_TASK DIRECTIONS_: Identify each row that contains the word "trunk", with uppercase and lowercase treated as different, and copy those rows in full.

[Rows for bounding box labeling]
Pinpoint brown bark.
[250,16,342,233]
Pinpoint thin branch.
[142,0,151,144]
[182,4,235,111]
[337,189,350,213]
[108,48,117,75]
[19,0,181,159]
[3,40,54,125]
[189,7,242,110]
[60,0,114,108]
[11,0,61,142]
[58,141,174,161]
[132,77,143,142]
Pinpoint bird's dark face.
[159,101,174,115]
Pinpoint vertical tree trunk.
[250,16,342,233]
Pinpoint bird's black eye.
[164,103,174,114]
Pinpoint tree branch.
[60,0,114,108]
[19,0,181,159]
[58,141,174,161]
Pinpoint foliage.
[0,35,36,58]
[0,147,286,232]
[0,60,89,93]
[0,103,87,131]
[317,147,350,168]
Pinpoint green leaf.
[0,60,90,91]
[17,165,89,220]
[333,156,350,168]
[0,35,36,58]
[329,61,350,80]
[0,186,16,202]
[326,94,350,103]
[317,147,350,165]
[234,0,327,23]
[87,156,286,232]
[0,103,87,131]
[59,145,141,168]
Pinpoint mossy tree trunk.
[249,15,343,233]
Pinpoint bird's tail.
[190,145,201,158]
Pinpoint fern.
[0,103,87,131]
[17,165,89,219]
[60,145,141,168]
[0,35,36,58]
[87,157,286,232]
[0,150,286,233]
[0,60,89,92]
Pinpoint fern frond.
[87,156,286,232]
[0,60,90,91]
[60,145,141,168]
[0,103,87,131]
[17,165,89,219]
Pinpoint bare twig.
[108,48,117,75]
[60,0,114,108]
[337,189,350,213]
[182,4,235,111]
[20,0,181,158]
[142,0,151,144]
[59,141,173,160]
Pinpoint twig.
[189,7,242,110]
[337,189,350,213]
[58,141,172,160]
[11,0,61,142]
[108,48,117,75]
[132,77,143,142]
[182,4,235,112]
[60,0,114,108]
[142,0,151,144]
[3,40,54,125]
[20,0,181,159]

_FINISHED EXERCISE_:
Pinpoint vertical tree trunk.
Pinpoint mossy tree trunk.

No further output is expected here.